[Task statement]:
The records that follow must be transcribed exactly, each one in full.

****

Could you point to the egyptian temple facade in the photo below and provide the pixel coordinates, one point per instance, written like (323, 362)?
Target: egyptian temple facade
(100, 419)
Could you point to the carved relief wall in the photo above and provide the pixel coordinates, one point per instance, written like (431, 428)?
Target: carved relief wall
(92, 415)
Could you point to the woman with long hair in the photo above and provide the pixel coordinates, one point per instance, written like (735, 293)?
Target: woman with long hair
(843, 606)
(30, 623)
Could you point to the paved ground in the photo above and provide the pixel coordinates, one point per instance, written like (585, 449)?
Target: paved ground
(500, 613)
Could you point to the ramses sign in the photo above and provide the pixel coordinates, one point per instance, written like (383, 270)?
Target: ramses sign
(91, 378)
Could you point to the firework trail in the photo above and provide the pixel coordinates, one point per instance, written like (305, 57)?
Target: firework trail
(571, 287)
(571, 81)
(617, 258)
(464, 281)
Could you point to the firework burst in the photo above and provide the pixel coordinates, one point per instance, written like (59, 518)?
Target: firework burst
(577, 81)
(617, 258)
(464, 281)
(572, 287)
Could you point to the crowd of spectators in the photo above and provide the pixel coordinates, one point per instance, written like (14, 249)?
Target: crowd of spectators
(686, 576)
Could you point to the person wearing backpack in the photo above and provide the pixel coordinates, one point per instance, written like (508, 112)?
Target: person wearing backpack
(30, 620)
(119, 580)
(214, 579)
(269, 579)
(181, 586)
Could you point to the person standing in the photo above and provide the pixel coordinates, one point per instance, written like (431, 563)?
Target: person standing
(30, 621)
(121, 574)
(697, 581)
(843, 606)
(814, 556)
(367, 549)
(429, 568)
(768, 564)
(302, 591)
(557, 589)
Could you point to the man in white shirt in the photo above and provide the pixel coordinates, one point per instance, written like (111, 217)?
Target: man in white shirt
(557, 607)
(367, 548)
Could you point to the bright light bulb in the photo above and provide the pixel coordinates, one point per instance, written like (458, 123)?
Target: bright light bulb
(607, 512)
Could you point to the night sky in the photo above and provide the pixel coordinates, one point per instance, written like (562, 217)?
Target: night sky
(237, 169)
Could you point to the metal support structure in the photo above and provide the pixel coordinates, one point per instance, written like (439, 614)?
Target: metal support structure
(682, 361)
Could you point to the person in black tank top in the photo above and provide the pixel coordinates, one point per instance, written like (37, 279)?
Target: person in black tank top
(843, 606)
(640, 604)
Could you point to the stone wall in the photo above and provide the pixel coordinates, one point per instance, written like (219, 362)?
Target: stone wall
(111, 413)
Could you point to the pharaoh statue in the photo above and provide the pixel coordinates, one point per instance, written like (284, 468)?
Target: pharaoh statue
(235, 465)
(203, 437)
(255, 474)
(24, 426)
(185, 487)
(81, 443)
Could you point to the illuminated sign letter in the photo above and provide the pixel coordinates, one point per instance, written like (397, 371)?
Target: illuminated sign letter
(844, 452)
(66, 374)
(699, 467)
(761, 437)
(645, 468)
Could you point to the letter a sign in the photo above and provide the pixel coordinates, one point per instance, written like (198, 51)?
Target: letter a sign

****

[Task result]:
Could you point to the egyptian temple facade in the photo below and provide the pixel coordinates, one point per instance, written like (323, 362)?
Target: egyptian temple facade
(100, 419)
Could you point to the carved relief wall in the photo above and provide the pixel coordinates, one point per instance, written like (431, 428)?
Target: carved relief wall
(92, 415)
Could you point to the woman with long hair in the photo above and provide the pixel coordinates, one point per instance, written like (735, 293)?
Target: woman with long hair
(843, 606)
(30, 623)
Could you point to the paved ground in the photo above and provide the pixel coordinates, one point per instance, written like (585, 449)?
Target: paved ground
(500, 613)
Could you point to the ramses sign in the photo above and provide the pixel coordinates, one point per instance, written like (383, 270)?
Target: ramses sign
(91, 378)
Could you point to the firework trail in the photo above and provide the pixel coordinates, one point per instance, written like (305, 57)?
Target: firework trail
(571, 287)
(571, 81)
(617, 258)
(464, 281)
Could you point to the firework burst in the photo above and provide the pixel coordinates, one point per instance, written like (59, 518)?
Target: firework burst
(577, 81)
(617, 258)
(464, 281)
(572, 287)
Could you point to the crowd of spectators in the photo above and provide the pixel coordinates, one point per instance, written like (14, 249)?
Target: crowd of spectators
(686, 576)
Could you point to the person wearing backpack in the photo above and provide the pixel coordinates, one point per instance, written like (508, 112)?
Target: person wearing backpack
(30, 620)
(119, 580)
(214, 579)
(269, 579)
(181, 586)
Could you point to the person standing in the photo above and provide the pixel coordinates, one point per instance, written like (431, 563)?
Target: person standing
(30, 621)
(121, 574)
(697, 581)
(843, 606)
(814, 556)
(367, 549)
(429, 568)
(768, 564)
(302, 591)
(557, 589)
Could you point to the man in white shirt in the photo above and provide the pixel coordinates, one point per instance, written like (111, 217)?
Target: man in white shirt
(557, 607)
(367, 548)
Could you point to the bright light bulb in the photo above and provide the pixel coordinates, one point per instance, written like (458, 123)?
Target: bright light bulb
(607, 512)
Could you point to the night sky in the photo above and provide the pixel coordinates, one point per instance, written like (562, 217)?
Target: night sky
(237, 169)
Could you point to the metal support structure in the photo above and provide the pixel coordinates, one point per instance, written like (439, 614)?
Target: metal support structure
(682, 361)
Could you point to the person in black tank top in the photo above and provide the pixel coordinates, one point per instance, written like (37, 279)?
Target: person in black tank top
(843, 606)
(640, 604)
Could you point to the stone wall in the photo above and provide the pixel coordinates, one point per instance, written like (219, 362)?
Target: stone wall
(111, 413)
Could you point to the pharaoh statue in the photo above and provide the pixel coordinates, one point per instance, written like (284, 468)?
Target: pharaoh statue
(235, 465)
(203, 437)
(255, 474)
(24, 426)
(185, 487)
(81, 443)
Could you point to the illuminated sign letter in the photo above and provide the pixel coordinates, one point per instance, written like (397, 371)?
Target: illuminated sign letter
(844, 452)
(66, 374)
(699, 467)
(761, 437)
(645, 468)
Could you point to the letter a sign in the photo above and provide the pixel coordinates, one point per instance, written like (198, 51)?
Target: letter a sign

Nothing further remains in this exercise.